Duncan Chan
- Country (sports): Canada
- Born: 29 July 2005 (age 21) Markham, Canada
- Height: 1.83 m (6 ft 0 in)
- Plays: Right-handed (two-handed backhand)
- College: TCU
- Prize money: US $94,075

Singles
- Career record: 0–1 (at ATP Tour level, Grand Slam level, and in Davis Cup)
- Highest ranking: No. 486 (10 August 2026)
- Current ranking: No. 486 (21 September 2026)

Doubles
- Career record: 2–3 (at ATP Tour level, Grand Slam level, and in Davis Cup)
- Career titles: 2 ITF
- Highest ranking: No. 250 (21 September 2026)
- Current ranking: No. 250 (21 September 2026)

= Duncan Chan =

Canadian tennis player (born 2005)

☆ ☆ ☆

## PROBLEM DESCRIPTION
Could you go on with the Duncan Chan profile, picking up right after its final line? The rows that follow are separate material, unrelated to the Duncan Chan profile.

## GIVEN ENTRIES
☆ ☆ ☆

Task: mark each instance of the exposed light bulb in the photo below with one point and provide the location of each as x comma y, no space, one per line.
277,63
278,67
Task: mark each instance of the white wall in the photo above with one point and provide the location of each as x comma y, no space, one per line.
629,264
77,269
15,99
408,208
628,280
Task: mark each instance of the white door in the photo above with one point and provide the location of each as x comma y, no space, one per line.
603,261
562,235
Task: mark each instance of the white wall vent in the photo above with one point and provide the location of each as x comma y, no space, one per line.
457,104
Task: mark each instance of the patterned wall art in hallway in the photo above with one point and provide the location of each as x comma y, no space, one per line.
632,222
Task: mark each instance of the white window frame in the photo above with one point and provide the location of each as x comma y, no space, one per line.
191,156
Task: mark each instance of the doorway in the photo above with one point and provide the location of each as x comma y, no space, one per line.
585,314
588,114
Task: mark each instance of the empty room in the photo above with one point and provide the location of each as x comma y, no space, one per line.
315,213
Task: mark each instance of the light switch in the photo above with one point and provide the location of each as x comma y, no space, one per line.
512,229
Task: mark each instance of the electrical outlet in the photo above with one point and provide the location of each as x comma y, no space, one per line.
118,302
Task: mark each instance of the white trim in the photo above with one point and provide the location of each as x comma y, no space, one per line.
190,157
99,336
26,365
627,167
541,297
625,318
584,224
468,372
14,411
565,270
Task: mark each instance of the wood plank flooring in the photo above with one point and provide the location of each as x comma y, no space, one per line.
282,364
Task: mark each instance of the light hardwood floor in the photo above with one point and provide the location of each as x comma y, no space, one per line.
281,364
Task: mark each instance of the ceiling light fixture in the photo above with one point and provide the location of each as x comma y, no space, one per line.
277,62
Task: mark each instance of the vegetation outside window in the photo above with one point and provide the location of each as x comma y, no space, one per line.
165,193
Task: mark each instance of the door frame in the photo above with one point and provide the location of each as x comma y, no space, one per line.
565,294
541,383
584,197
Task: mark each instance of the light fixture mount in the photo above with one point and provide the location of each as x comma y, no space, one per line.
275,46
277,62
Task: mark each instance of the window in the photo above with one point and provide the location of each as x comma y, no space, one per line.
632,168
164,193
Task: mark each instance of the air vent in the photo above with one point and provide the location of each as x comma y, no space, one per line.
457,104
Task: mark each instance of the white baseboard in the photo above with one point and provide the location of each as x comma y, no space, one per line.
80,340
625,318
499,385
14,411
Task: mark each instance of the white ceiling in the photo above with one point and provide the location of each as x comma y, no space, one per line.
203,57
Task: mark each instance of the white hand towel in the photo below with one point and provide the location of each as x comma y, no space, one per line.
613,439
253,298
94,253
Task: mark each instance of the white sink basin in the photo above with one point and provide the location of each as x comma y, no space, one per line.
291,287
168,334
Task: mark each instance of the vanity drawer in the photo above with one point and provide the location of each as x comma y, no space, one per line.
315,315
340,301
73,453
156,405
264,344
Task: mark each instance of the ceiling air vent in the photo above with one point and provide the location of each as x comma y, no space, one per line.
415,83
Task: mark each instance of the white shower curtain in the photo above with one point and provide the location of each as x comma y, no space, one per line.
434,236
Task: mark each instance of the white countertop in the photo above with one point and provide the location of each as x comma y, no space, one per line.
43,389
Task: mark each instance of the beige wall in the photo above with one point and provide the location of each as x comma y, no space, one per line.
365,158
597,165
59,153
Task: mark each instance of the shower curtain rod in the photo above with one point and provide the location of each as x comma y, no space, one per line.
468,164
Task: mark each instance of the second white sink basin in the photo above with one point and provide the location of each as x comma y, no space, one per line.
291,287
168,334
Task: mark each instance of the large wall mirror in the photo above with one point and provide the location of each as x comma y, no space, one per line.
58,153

☆ ☆ ☆

## RESULT OF THE TASK
Duncan Chan (born 29 July 2005) is a Canadian tennis player. Chan has a career high ATP singles ranking of No. 486 achieved on 10 August 2026 and a career high ATP doubles ranking of No. 250 achieved on 21 September 2026.

Chan has made it to an ATP Challenger singles final at the 2025 Challenger Banque Nationale de Drummondville, where he lost to Daniil Glinka.

Chan plays college tennis at TCU.

In February 2026, Chan was given a doubles wildcard at the Dallas Open, partnering with Cosme Rolland de Ravel. They lost in the first round. He made his ATP main draw singles debut at the 2026 National Bank Open after qualifying for the main draw.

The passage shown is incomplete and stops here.